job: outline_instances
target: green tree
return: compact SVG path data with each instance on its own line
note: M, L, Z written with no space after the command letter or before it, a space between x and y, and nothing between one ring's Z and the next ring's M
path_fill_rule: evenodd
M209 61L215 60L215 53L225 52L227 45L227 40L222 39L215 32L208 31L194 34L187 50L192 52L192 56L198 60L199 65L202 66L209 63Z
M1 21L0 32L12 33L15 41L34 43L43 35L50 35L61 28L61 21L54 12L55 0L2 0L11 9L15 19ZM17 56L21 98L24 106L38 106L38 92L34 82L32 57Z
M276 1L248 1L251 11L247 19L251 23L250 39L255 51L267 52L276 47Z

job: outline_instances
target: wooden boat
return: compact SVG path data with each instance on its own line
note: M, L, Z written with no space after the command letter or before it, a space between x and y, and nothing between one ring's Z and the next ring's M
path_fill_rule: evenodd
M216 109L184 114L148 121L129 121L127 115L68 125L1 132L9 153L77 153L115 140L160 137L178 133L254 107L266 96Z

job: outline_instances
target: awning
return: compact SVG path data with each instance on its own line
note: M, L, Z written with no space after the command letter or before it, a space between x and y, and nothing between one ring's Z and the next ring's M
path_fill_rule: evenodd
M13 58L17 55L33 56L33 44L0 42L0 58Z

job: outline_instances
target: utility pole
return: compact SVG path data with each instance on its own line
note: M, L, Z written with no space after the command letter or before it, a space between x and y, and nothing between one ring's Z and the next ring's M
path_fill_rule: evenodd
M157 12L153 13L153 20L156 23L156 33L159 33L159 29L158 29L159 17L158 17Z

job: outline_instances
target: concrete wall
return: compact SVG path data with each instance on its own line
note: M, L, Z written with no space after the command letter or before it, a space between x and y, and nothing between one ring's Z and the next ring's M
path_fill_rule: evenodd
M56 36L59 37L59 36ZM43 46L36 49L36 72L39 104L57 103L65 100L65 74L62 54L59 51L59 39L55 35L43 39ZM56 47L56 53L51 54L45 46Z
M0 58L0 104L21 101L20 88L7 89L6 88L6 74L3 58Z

━━━━━━━━━━━━━━━━

Short exercise:
Please copy every entry above with "on its own line" swapped for "on a separate line", keeping everything else the same.

Worked answer:
job: outline_instances
target: green tree
return: compact SVG path data with each instance on a separate line
note: M, L, Z written with no space after the command letter or before it, a space between x and y, and nothing between one ring's Z and the next ring's M
path_fill_rule: evenodd
M209 61L215 60L215 53L225 52L227 45L227 40L222 39L215 32L208 31L194 34L187 50L192 52L192 56L198 60L199 65L202 66L209 63Z
M1 21L0 32L12 33L15 41L34 43L43 35L50 35L61 28L61 21L54 12L55 0L2 0L11 9L15 19ZM17 56L21 98L24 106L38 106L38 92L34 82L32 57Z
M276 1L248 1L251 11L247 19L251 23L250 39L255 51L267 52L276 47Z

job: outline_instances
target: wooden boat
return: compact SVG path data with each instance on a separate line
note: M, L, Z written with no space after the command letter or before it, a space between x and y, and nothing between one ring's Z and the next ring's M
path_fill_rule: evenodd
M216 109L184 114L148 121L129 121L127 115L68 125L1 132L9 153L77 153L115 140L160 137L178 133L254 107L266 96Z

job: outline_instances
target: awning
return: compact SVG path data with each instance on a separate line
note: M, L, Z written with no space after the command letter or before it, a space between x and y, and nothing between one ring's Z and the next ring's M
path_fill_rule: evenodd
M13 58L17 55L33 56L33 44L0 42L0 58Z

job: outline_instances
target: utility pole
return: compact SVG path data with each instance on a separate line
note: M, L, Z written with no space after the command letter or before it, a space between x and y, and nothing between one ring's Z and the next ring's M
path_fill_rule: evenodd
M157 12L153 13L153 20L156 23L156 33L159 33L159 29L158 29L159 17L158 17Z

job: outline_instances
target: concrete wall
return: compact SVG path data with each instance on a separate line
note: M, L, Z written with no space after the command letter or before it, a space between x and y, and nothing between one ring's Z and the next ring's M
path_fill_rule: evenodd
M56 36L59 37L59 36ZM43 46L36 49L36 72L39 104L57 103L65 100L65 74L62 54L59 51L59 39L55 35L43 39ZM56 47L56 53L51 54L45 46Z
M0 58L0 104L21 101L20 88L7 89L6 88L6 74L3 58Z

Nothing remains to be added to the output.